# [TASK PROMPT]
Nothing in the records should be altered; retype them all exactly.

· · · · · · ·

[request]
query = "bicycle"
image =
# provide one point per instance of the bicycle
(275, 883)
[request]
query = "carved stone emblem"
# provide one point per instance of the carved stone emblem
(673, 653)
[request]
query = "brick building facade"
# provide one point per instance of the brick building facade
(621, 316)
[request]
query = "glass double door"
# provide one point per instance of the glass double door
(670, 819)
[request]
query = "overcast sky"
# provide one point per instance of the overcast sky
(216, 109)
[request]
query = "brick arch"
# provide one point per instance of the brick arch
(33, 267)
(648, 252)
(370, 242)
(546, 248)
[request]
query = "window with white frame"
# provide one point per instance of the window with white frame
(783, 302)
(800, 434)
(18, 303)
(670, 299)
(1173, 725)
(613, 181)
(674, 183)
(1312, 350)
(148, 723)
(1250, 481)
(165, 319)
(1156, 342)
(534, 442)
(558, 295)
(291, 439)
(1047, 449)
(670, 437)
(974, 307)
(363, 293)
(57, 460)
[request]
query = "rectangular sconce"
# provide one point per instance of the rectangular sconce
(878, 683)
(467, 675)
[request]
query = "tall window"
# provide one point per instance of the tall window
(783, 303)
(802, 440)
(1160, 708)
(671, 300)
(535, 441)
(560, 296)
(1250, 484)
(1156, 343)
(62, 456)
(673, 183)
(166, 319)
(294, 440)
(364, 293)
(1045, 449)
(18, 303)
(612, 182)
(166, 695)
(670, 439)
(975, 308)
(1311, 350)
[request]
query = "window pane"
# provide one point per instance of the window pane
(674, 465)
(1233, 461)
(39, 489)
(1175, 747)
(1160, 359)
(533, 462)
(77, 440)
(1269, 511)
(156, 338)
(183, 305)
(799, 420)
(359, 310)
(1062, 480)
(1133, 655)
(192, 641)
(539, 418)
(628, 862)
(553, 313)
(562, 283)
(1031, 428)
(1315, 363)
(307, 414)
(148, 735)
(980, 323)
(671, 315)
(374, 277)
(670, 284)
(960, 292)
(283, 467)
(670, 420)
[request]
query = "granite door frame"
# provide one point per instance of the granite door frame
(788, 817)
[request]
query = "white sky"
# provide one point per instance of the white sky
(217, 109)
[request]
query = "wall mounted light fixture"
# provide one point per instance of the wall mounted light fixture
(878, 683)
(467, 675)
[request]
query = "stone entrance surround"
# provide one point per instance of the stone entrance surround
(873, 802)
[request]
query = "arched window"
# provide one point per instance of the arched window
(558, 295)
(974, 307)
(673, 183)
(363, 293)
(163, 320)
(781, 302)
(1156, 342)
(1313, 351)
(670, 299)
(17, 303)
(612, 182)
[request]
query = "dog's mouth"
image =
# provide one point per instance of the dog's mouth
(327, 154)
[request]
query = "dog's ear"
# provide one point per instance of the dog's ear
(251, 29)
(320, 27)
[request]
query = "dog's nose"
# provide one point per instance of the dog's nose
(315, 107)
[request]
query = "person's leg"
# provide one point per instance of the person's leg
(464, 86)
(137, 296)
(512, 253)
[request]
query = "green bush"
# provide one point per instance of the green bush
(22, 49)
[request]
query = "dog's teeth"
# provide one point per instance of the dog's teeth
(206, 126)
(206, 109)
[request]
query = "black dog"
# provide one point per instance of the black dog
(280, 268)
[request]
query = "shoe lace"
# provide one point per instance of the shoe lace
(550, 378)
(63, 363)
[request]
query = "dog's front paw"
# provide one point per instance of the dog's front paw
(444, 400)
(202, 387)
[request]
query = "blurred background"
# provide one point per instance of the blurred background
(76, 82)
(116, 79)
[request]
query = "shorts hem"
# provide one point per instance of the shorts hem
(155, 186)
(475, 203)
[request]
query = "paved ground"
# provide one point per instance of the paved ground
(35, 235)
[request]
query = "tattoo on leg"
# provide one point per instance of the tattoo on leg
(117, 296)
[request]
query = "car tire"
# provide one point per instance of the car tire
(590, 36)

· · · · · · ·

# [RESULT OF THIS TASK]
[request]
query = "bicycle"
image =
# provide one point per instance of the bicycle
(275, 883)
[request]
query = "carved stone emblem"
# provide one point per instance of the carved stone emblem
(673, 653)
[request]
query = "brick building facade"
# provide one point per instance of the brick building facade
(621, 316)
[request]
query = "glass double door"
# provide one point per instance of the glass double door
(670, 819)
[request]
query = "overcast sky"
# provide one point per instance of the overcast sky
(216, 109)
[request]
query = "brick arch"
# provide one point per instance of the brick arch
(33, 267)
(648, 252)
(370, 242)
(546, 248)
[request]
query = "window with white frame"
# provide one point per instance of the window with white frame
(783, 302)
(800, 434)
(18, 303)
(670, 299)
(1173, 725)
(613, 181)
(674, 183)
(1312, 350)
(148, 723)
(1250, 481)
(165, 319)
(1156, 342)
(534, 442)
(558, 295)
(291, 439)
(1047, 449)
(670, 437)
(974, 307)
(363, 293)
(57, 460)
[request]
query = "rectangular sconce"
# provide one point per instance of the rectangular sconce
(878, 683)
(467, 675)
[request]
query = "tall window"
# provide one point per instance of the tall window
(783, 303)
(802, 440)
(1160, 708)
(671, 300)
(535, 441)
(560, 296)
(1250, 484)
(1156, 343)
(62, 456)
(673, 183)
(166, 319)
(294, 440)
(364, 293)
(1045, 449)
(18, 303)
(612, 182)
(166, 695)
(670, 439)
(975, 308)
(1311, 350)
[request]
query = "window pane"
# provide one point per instance of the window pane
(674, 465)
(1233, 461)
(39, 489)
(1175, 747)
(1160, 359)
(533, 462)
(77, 440)
(1269, 511)
(156, 338)
(183, 305)
(799, 420)
(359, 310)
(1062, 480)
(1133, 655)
(192, 641)
(539, 418)
(628, 862)
(553, 313)
(562, 283)
(1031, 428)
(1315, 363)
(307, 414)
(148, 735)
(980, 323)
(671, 315)
(374, 277)
(670, 284)
(960, 292)
(283, 467)
(670, 420)
[request]
query = "granite door frame"
# provide one point per instance of the granite door frame
(788, 817)
[request]
query = "white sky"
# provide one point per instance of the white sky
(217, 109)
[request]
query = "wall mounted light fixture"
# provide one point per instance of the wall mounted light fixture
(878, 683)
(467, 675)
[request]
query = "stone entrance surround"
# provide one point per instance of the stone entrance surround
(873, 802)
[request]
query = "arched window"
# provide one point per instance of the arched window
(558, 295)
(974, 307)
(673, 183)
(363, 293)
(163, 320)
(781, 302)
(1156, 342)
(1313, 351)
(670, 299)
(17, 303)
(612, 182)
[request]
query = "dog's mouth"
image =
# provide one point per instance of the dog's mouth
(327, 154)
[request]
query = "dog's ear"
# provide one point per instance of the dog's ear
(251, 29)
(320, 27)
[request]
query = "dog's nose"
# provide one point per instance of the dog's nose
(315, 107)
[request]
query = "person's leg"
# provide one point per instance of the person's leg
(464, 86)
(137, 296)
(512, 253)
[request]
query = "green bush"
# provide one point per instance of the green bush
(22, 49)
[request]
query = "dog's teeth"
# provide one point per instance of the dog's teeth
(206, 126)
(206, 109)
[request]
query = "black dog"
# provide one point per instance of the black dog
(280, 268)
[request]
query = "shoe lace"
# provide one point per instance of the shoe lace
(550, 378)
(63, 363)
[request]
query = "dog's front paw"
# provide one point per instance of the dog's front paw
(444, 400)
(202, 387)
[request]
query = "blurred background"
# provide one point per instance of the blurred background
(76, 82)
(116, 79)
[request]
query = "shorts hem"
# provide one point per instance of the shorts hem
(155, 186)
(475, 203)
[request]
query = "paved ground"
# provide one point per instance of the paved ground
(35, 235)
[request]
query = "tattoo on leg"
# provide one point per instance of the tattoo on leg
(117, 296)
[request]
query = "car tire"
# provide one point per instance of the car tire
(590, 36)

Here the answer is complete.